BEGIN EXTRACTED DATA

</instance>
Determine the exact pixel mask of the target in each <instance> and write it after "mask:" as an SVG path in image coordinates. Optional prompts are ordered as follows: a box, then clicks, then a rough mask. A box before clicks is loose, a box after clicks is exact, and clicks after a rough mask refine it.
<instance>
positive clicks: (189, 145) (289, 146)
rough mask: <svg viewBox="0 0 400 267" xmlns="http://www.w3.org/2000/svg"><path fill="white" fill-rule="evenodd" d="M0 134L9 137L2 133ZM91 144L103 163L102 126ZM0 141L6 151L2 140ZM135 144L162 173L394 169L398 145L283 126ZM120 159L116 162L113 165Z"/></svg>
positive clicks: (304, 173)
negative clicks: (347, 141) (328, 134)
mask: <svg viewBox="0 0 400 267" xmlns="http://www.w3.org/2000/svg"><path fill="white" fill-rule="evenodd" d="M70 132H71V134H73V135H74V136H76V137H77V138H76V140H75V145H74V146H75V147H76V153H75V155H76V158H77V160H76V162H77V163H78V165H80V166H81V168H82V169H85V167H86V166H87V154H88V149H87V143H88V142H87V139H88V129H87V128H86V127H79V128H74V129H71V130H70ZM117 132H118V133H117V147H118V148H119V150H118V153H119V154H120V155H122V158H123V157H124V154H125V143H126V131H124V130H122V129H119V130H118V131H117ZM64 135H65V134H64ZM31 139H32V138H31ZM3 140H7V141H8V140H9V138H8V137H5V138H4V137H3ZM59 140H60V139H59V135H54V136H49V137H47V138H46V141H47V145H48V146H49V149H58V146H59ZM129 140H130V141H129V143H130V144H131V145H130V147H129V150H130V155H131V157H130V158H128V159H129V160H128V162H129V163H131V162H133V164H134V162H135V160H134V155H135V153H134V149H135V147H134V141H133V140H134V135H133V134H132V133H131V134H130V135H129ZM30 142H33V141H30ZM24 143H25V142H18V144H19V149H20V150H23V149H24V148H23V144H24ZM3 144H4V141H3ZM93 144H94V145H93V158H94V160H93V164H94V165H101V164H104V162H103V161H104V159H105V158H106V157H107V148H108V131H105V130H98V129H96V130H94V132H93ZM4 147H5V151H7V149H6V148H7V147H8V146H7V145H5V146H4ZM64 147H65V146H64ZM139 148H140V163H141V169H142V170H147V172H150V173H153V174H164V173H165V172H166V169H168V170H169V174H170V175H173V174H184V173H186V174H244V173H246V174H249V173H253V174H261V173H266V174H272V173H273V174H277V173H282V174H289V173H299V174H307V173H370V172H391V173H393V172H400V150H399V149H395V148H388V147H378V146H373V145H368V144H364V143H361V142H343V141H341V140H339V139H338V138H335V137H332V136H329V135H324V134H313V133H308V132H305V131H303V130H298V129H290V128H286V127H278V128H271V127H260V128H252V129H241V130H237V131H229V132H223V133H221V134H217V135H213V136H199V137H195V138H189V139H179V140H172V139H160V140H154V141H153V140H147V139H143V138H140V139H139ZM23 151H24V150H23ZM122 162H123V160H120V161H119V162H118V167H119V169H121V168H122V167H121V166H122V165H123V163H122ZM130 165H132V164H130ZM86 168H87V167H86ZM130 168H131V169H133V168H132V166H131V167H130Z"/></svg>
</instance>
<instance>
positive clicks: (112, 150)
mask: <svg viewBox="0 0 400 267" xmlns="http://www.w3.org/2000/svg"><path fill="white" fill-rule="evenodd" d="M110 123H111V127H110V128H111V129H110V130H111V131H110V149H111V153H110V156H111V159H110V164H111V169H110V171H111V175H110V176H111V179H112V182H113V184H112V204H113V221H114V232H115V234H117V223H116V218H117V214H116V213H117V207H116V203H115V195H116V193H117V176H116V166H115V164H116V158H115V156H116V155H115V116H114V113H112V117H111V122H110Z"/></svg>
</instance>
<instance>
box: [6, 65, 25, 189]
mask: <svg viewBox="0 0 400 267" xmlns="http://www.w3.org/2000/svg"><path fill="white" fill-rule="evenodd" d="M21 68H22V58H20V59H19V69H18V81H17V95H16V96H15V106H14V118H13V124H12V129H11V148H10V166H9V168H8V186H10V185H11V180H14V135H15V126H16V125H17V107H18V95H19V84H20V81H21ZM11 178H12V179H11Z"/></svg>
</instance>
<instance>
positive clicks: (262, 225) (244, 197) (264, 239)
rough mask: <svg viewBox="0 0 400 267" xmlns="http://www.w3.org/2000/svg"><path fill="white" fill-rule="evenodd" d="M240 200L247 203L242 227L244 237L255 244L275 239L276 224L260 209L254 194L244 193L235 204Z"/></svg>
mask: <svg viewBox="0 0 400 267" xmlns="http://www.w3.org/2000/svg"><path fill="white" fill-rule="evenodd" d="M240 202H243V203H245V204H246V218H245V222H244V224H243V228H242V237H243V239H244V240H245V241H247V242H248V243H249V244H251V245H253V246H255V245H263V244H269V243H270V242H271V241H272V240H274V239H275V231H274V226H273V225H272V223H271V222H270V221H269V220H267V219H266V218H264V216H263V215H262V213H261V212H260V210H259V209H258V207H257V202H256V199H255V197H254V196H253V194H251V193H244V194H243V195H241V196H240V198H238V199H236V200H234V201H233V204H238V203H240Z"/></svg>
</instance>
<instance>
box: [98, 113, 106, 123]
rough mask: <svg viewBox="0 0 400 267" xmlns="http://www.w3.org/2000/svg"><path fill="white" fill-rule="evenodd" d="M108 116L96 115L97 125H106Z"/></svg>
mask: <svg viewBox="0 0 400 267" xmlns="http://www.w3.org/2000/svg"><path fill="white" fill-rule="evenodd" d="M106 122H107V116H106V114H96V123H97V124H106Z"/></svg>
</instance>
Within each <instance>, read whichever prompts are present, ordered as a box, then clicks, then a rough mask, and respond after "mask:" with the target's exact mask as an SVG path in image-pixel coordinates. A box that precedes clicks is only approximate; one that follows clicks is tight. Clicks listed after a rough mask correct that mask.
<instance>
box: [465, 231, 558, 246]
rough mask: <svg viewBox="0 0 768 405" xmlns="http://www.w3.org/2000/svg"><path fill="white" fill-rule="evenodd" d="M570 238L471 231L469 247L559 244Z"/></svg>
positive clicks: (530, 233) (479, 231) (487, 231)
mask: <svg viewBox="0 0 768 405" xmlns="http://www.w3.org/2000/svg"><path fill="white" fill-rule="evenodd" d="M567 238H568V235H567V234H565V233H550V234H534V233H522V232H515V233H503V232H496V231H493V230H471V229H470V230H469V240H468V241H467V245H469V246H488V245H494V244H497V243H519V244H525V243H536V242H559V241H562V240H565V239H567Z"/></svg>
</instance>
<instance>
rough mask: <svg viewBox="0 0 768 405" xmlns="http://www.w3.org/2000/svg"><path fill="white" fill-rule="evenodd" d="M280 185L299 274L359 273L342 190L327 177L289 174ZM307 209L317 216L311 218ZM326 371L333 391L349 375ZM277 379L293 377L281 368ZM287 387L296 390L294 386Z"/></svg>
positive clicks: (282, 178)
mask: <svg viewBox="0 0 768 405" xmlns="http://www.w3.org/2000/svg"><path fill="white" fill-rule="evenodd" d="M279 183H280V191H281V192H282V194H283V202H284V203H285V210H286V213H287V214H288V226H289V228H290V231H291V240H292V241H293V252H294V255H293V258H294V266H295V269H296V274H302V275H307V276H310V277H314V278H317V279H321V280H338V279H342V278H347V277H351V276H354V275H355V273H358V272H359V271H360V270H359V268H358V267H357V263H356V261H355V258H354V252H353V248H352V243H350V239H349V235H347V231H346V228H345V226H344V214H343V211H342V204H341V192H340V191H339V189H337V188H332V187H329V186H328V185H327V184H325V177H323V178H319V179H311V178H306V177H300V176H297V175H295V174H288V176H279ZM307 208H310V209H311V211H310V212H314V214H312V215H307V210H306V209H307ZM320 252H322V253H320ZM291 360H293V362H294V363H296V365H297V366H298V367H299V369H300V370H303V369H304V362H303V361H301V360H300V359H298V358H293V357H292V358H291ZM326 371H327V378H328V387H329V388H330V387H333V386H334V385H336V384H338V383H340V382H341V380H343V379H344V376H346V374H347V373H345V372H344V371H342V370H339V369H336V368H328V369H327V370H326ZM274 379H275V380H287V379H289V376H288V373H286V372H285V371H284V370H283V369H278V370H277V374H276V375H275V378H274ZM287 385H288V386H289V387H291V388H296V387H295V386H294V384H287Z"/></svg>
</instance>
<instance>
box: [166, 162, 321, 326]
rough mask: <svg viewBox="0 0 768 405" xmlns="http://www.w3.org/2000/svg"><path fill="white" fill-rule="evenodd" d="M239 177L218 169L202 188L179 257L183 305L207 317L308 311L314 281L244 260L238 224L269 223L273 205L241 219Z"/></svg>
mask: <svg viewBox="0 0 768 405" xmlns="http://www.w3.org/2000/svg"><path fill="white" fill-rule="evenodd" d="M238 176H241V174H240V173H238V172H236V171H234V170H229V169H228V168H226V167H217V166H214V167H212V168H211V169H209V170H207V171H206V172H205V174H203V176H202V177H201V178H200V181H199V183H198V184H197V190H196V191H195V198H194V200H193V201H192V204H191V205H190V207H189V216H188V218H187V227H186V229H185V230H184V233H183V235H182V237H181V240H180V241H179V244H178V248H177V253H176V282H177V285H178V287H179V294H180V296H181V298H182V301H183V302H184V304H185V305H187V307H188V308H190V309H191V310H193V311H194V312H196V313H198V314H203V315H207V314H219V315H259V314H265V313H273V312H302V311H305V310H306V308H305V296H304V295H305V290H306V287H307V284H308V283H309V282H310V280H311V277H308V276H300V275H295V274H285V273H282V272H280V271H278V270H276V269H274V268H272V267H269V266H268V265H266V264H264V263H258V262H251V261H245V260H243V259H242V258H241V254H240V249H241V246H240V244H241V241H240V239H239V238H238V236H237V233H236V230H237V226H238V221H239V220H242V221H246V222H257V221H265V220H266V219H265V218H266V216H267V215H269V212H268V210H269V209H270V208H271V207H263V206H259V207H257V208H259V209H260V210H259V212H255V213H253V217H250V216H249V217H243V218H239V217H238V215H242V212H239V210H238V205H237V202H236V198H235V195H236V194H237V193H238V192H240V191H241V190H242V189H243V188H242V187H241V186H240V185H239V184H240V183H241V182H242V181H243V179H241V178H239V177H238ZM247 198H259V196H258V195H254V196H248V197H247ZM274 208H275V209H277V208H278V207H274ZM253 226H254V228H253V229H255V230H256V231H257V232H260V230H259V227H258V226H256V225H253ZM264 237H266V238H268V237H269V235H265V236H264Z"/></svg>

END EXTRACTED DATA

• [TASK BRIEF]
Please give only the count of lines above containing "follows".

• [PROBLEM SOLUTION]
2